> _Task details_
Rewrite the rows below as a numbered list, skipping any blank lines.

> _Dataset entries_
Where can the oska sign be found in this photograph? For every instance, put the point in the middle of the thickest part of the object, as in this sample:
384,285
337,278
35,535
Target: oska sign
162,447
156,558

> _Task solution_
1. Where can the oska sign be found in this photograph? For every instance, put the point in the middle of the thickest part of the object, as in this sample:
2. 384,285
3. 337,278
4. 35,535
5. Target: oska sign
6. 162,447
7. 156,558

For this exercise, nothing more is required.